**Set tasks:**
a - Answer these questions from the Electrica announcement, one per line:
(i) What share capital does the company report?
(ii) On what date did the Board of Directors meet?
(iii) How long is the additional consultation period?
b - Reproduce the part of the Electrica announcement that starts at "Societatea Energetică Electrica" and ends at "GMS for approval.", word for word.
c - For each statement, say whether the Electrica announcement agrees with it. Give yes or no, and quote the words of the announcement that settle it.
(i) The consultation period was extended by 30 days.
(ii) The company's address is in District 1, Bucharest.
(iii) After the consultation, the draft is to go to the GMS for approval.

**Excerpt provided:**
>> Begin

Societatea Energetică Electrica S.A. 9, Grigore Alexandrescu str. 010621 District 1, Bucharest, Romania Phone: 021-20859 99
Fiscal Registration Certificate RO 13267221 J40/7425/2000
Share capital: RON 3,464,435,970 www.electrica.ro
ANNOUNCEMENT
Extension of the consultation period regarding the Draft amendment to the Company's Articles of Association
Societatea Energetica Electrica SA (Electrica or the Company) informs its shareholders and all the interested parties that during the meeting dated 28 February 2022, the Company's Board of Directors decided to extend the consultation period on the draft amendment of Electrica's Articles of Association and asked to be republished on the company's website for consultation with interested parties, for an additional period of 45 days, following that after the consultation process, to be submitted to the GMS for approval.

>> End

**Source excerpt:**
>> Begin

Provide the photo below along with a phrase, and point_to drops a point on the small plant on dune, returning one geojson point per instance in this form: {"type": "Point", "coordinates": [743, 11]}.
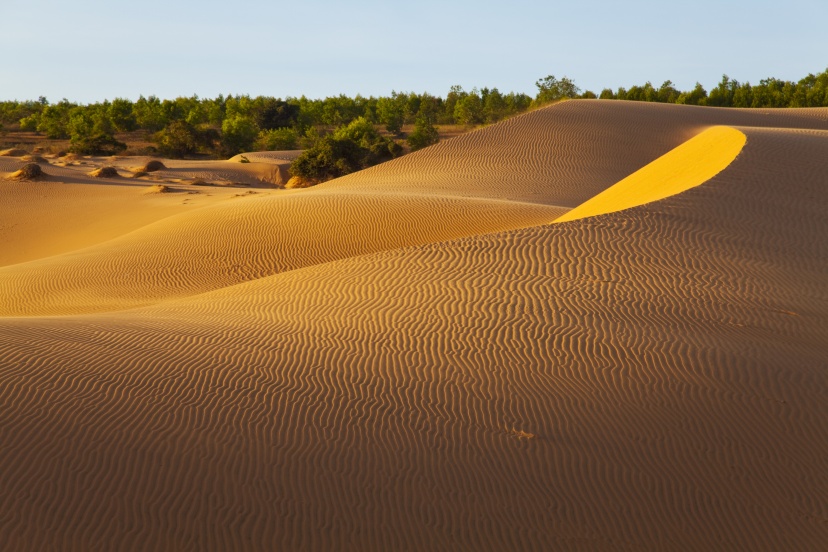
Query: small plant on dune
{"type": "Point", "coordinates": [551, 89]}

>> End

**The results:**
a -
(i) RON 3,464,435,970
(ii) 28 February 2022
(iii) 45 days

b -
Societatea Energetică Electrica S.A. 9, Grigore Alexandrescu str. 010621 District 1, Bucharest, Romania Phone: 021-20859 99
Fiscal Registration Certificate RO 13267221 J40/7425/2000
Share capital: RON 3,464,435,970 www.electrica.ro
ANNOUNCEMENT
Extension of the consultation period regarding the Draft amendment to the Company's Articles of Association
Societatea Energetica Electrica SA (Electrica or the Company) informs its shareholders and all the interested parties that during the meeting dated 28 February 2022, the Company's Board of Directors decided to extend the consultation period on the draft amendment of Electrica's Articles of Association and asked to be republished on the company's website for consultation with interested parties, for an additional period of 45 days, following that after the consultation process, to be submitted to the GMS for approval.

c -
(i) No: "for an additional period of 45 days"
(ii) Yes: "010621 District 1, Bucharest, Romania"
(iii) Yes: "to be submitted to the GMS for approval"